=== Artigo ===
Reflito sobre o poder da inveja ao longo desses dias turbulentos que vivenciamos
desde que a legítima e justa greve dos caminhoneiros nos foi privando
aceleradamente do poder de locomoção causado pelo desabastecimento dos
combustíveis nos postos, obrigando-nos a reduzir nossos deslocamentos
automotorizados na medida em que a consciência do problema passava a ser apreendida
ao ritmo do esvaziamento dos tanques de nossos carros. O desacelerar
compulsório do ritmo do cotidiano talvez ofereça como ponto positivo a
possibilidade de encontrarmos então aquele tempo tão precioso para refletir
sobre alguns aspectos da existência que moldam o que somos, individualmente e
também enquanto sociedade. Assim, pus-me a refletir sobre a inveja,
especialmente essa inveja ancestral humana, que se manifesta em sua plenitude
sempre que nós, terrenos seres humanos caminhantes, alçamos os olhos aos céus e
flagramos o voo de uma ave.
===
* [Tarefas propostas]
A - Reescreva de forma mais concisa o parágrafo do artigo sobre a inveja que começa com "Reflito sobre o poder da inveja", preservando seus fatos principais.
B - Dê continuidade ao artigo sobre a inveja a partir do ponto em que ele termina.
=== Registros selecionados ===
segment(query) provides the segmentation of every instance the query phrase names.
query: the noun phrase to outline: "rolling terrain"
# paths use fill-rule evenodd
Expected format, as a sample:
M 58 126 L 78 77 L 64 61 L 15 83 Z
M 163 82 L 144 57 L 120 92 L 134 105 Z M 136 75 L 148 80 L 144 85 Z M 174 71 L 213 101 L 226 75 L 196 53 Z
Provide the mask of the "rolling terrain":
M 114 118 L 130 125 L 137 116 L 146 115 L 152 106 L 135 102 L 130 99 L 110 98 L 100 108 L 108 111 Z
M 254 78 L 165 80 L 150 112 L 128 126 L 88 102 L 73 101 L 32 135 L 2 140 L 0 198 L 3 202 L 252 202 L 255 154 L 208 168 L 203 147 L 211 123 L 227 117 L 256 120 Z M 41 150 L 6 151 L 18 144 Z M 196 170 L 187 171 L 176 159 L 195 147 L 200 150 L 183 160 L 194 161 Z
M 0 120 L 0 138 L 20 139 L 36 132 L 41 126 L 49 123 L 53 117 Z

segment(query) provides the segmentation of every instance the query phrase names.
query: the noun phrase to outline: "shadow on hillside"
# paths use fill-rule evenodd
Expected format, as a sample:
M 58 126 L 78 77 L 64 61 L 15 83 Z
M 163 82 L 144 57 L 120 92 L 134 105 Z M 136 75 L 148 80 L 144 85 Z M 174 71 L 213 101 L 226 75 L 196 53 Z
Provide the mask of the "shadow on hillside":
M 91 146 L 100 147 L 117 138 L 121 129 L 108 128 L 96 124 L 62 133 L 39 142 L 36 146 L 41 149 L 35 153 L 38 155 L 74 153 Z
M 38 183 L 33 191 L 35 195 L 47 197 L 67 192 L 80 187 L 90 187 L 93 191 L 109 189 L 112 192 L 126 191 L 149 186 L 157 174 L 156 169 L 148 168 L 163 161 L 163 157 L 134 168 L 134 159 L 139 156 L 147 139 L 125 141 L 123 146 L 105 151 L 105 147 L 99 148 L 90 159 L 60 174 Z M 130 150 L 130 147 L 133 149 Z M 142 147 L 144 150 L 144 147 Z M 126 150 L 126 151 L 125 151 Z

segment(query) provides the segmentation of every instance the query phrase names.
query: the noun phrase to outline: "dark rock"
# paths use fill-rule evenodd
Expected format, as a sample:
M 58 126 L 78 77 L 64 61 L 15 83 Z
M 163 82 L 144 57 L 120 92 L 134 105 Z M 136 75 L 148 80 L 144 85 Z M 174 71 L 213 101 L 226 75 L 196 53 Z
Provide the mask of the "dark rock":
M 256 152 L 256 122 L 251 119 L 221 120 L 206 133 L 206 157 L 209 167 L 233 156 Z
===
* [Respostas dos exercícios]
A - Durante os dias turbulentos da greve dos caminhoneiros, considerada legítima e justa, o desabastecimento de combustíveis nos postos obrigou todos a reduzir os deslocamentos de carro. A redução acompanhou a percepção do problema, que crescia à medida que os tanques se esvaziavam. Essa desaceleração forçada do cotidiano talvez tenha como ponto positivo oferecer tempo para refletir sobre aspectos da existência que moldam o que somos, como indivíduos e como sociedade. Daí a reflexão sobre a inveja, em especial a inveja ancestral humana. Ela se manifesta plenamente quando nós, seres terrenos que caminham, erguemos os olhos ao céu e surpreendemos o voo de uma ave.

B -
Ah, que inveja desse voo livre que aquele pássaro traça elegante e
levemente deslizando pelo céu. Em questão de segundos ele atravessa o bairro e
desaparece no horizonte por detrás da torre da igreja, vencendo sem esforço uma
distância que eu precisaria de penosas dezenas de minutos alçando um pé atrás
do outro, ou que só conseguiria cumprir em pouco tempo dirigindo o carro que
adormece desidratado na garagem. Veículos agora são incapazes de me mover daqui
rumo a meus compromissos e engulo o gosto amargo da inveja pelas asas de Ícaro,
pelas asas de anjos e arcanjos e pelas asas dessa delicada borboleta que não
sei como consegue batucar o vidro da janela de meu escritório no alto desse
décimo-primeiro andar. Melhor aterrissar de novo o devaneio, madama. Andamos
mesmo precisando nos alimentar de novos combustíveis nessa nossa maneira de
sermos brasileiros.
(Crônica publicada no jornal "Pioneiro", de Caxias do Sul, em 28 de maio de 2018)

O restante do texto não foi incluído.